Monday, March 18, 2019

Poetry and nonfiction from The New Yorker, and books by Per Petterson and Milena Michiko Flašar

A car's tires thu-thunk
over the rubbery black trip wire at the oil change, 
triggering a fat bell, 
and a group of girls in silver leotards are reflected 
like spatters of sap in its windows--
--From "Strawberries," a poem by Gabrielle Bates, The New Yorker (June 4 & 11, 2018), p. 57.

In California, my mom worked an entry-level job at what now might be called a Silicon Valley tech business.  It made audiocassettes.  My dad made peanut-butter-and-jelly sandwiches and popcorn.  He picked me up from preschool, strapping me into the yellow child seat mounted at the back of his bike.    
--From "What Is Possible," a short piece on parenting by Mohsin Hamid, The New Yorker (June 4 & 11, 2018), p. 71.

In the park he was the only salaryman.  In the park I was the only hikikomori. Something was not quite right with us.  He should really be in his office, in one of the high-rises, I should stick to my room, within four walls.  We should not be here, or at least not pretend we belong here.

PROVIDED DATA:
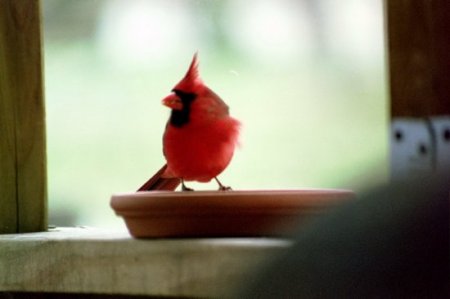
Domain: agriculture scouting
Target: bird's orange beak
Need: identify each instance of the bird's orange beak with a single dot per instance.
(173, 101)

WHAT THE TASK REQUIRES:
Answer these questions from the post above.
(a) What color are the leotards worn by the group of girls in the lines from "Strawberries"?
(b) What did the business where the mom worked in California make?
(c) In the last passage, what does the speaker say they were the only one of in the park?

RIGHT ANSWER:
(a) Silver
(b) Audiocassettes
(c) A hikikomori